■ TASK TO CARRY OUT ■
Can you render the records below as a Markdown table with the columns "Row" and "Content", one line per row and blank lines left out? Start at the line that has "query: face mask", stop after the line that has "[825,440,928,529]", and include nothing outside that span.

[LISTING start]

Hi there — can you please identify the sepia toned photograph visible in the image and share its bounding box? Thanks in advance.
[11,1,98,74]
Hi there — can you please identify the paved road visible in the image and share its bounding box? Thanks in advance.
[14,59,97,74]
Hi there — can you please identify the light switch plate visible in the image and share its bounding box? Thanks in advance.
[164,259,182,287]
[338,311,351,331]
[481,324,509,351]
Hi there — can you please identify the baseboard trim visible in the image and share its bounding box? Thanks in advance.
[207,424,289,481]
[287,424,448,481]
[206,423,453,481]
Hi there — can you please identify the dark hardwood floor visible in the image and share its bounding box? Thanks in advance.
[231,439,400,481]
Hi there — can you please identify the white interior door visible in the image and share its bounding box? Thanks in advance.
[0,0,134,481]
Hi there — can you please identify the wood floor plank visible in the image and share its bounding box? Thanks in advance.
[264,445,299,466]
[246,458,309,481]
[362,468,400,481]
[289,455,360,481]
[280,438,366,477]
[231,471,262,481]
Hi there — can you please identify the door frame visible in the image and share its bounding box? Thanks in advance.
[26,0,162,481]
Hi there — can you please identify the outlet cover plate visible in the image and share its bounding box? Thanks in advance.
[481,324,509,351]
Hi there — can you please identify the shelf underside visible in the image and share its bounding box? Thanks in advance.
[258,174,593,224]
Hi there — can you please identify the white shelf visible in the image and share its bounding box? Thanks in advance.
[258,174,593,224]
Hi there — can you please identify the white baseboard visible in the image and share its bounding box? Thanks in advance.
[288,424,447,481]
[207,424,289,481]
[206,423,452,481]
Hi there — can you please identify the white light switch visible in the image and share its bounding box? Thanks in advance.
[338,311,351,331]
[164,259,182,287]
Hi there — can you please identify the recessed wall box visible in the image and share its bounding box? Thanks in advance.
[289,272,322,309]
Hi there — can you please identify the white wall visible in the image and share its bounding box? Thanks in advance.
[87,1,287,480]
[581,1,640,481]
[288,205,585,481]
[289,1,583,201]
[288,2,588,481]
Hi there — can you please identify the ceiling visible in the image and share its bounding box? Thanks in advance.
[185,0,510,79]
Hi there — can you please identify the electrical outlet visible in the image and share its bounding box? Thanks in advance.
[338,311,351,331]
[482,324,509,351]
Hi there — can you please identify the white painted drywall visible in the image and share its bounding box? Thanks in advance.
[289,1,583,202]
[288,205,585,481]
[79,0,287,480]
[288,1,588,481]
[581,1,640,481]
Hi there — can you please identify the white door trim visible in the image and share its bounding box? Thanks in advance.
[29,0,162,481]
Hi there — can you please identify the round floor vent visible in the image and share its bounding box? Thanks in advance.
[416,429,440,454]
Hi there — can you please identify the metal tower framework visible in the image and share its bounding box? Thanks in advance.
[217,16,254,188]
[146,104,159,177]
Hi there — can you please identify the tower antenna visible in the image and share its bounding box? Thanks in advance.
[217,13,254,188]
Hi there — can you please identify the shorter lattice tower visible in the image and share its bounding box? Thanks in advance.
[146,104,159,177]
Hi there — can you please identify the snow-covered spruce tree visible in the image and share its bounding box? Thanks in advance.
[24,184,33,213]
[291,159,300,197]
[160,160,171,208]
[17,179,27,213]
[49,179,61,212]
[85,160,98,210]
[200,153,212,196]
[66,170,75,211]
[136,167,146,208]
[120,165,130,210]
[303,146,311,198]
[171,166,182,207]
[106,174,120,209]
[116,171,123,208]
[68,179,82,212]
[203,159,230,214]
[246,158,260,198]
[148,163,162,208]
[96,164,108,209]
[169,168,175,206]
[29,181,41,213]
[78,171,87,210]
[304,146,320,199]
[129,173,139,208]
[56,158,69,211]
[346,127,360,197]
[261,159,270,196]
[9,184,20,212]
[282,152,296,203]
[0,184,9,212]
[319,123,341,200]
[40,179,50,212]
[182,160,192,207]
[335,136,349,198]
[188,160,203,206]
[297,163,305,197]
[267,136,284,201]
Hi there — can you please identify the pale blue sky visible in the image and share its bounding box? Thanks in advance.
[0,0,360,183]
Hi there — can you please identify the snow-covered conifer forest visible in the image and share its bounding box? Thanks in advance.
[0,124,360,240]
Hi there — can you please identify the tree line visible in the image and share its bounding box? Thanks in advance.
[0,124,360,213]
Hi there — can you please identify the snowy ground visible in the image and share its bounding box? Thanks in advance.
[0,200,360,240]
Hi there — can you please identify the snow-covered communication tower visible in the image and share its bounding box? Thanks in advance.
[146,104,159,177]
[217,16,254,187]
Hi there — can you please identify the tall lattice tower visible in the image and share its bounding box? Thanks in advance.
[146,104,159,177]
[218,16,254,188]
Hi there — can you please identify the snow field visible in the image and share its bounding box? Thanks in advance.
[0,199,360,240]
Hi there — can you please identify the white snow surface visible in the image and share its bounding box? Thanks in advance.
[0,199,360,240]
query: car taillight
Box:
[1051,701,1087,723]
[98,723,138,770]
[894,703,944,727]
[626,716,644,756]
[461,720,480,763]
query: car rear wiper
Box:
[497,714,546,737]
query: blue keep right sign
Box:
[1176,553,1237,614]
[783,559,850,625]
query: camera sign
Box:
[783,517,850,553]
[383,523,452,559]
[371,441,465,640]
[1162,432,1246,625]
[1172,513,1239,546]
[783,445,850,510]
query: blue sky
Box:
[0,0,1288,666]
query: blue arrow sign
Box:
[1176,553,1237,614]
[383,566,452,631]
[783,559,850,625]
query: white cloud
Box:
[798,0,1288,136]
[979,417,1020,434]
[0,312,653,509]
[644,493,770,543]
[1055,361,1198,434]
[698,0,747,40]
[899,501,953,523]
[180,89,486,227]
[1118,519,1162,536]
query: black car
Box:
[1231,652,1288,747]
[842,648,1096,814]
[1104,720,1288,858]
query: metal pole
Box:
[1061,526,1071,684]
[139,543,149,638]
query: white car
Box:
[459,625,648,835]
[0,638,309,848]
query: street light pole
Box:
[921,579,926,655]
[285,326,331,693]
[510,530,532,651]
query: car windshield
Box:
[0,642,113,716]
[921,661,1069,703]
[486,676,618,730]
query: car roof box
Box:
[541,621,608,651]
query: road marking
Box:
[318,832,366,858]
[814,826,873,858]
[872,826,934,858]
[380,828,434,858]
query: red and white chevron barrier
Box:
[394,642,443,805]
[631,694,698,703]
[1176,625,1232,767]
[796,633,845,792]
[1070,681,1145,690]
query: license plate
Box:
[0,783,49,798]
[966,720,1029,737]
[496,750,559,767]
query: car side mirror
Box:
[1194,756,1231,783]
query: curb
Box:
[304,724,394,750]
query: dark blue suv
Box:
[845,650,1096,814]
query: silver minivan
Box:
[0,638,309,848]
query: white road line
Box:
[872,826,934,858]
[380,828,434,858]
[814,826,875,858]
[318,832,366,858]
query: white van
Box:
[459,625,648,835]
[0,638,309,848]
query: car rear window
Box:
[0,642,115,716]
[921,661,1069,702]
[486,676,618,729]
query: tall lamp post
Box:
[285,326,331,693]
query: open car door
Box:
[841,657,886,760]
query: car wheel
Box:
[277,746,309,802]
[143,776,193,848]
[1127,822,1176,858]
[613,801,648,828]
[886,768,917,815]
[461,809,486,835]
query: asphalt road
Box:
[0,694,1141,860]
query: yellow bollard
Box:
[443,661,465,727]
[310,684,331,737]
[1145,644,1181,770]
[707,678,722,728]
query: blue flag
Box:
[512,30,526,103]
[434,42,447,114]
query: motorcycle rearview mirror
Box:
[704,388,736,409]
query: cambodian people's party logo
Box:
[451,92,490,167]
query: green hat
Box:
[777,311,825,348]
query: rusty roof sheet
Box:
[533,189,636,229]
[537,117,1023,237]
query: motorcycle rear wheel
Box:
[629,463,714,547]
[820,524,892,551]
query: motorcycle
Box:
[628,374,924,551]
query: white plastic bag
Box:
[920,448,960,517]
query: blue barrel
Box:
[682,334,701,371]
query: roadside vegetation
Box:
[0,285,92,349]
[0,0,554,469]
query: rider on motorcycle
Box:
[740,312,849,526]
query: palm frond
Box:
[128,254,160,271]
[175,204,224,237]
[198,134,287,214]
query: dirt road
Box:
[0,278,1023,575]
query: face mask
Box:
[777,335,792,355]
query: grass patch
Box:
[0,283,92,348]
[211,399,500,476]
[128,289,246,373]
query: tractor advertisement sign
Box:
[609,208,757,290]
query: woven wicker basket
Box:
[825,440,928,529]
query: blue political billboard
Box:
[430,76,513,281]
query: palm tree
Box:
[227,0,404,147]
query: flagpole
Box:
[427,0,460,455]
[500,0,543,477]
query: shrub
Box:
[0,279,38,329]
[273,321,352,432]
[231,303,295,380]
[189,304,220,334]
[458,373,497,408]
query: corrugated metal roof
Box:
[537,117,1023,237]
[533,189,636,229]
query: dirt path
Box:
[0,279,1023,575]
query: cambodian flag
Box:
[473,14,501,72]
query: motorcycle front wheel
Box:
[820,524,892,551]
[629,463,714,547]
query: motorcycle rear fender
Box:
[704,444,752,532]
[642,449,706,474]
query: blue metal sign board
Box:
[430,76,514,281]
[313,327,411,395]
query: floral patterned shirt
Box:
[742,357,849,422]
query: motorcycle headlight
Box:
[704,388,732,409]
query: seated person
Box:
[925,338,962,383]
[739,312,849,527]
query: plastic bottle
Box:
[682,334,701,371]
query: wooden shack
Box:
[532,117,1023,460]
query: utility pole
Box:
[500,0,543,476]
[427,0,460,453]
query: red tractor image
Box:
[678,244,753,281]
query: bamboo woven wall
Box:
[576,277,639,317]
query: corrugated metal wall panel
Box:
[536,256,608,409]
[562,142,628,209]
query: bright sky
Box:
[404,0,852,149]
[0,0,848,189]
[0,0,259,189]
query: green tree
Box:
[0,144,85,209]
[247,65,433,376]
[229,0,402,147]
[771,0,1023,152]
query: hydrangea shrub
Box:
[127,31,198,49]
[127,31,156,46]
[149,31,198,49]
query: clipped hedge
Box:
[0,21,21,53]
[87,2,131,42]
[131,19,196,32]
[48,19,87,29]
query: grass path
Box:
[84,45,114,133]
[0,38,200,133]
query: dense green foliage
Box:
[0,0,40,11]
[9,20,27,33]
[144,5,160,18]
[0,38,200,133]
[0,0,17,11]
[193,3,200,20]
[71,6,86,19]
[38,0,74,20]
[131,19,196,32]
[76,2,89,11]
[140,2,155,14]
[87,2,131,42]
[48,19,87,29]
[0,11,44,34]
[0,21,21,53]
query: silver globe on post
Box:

[LISTING end]

■ TASK RESPONSE ■
| Row | Content |
|---|---|
| 1 | query: face mask |
| 2 | Box: |
| 3 | [777,335,792,355] |
| 4 | query: grass patch |
| 5 | Box: |
| 6 | [0,283,92,348] |
| 7 | [211,399,500,476] |
| 8 | [128,289,246,373] |
| 9 | query: tractor advertisement sign |
| 10 | Box: |
| 11 | [609,208,757,290] |
| 12 | query: woven wicker basket |
| 13 | Box: |
| 14 | [825,440,928,529] |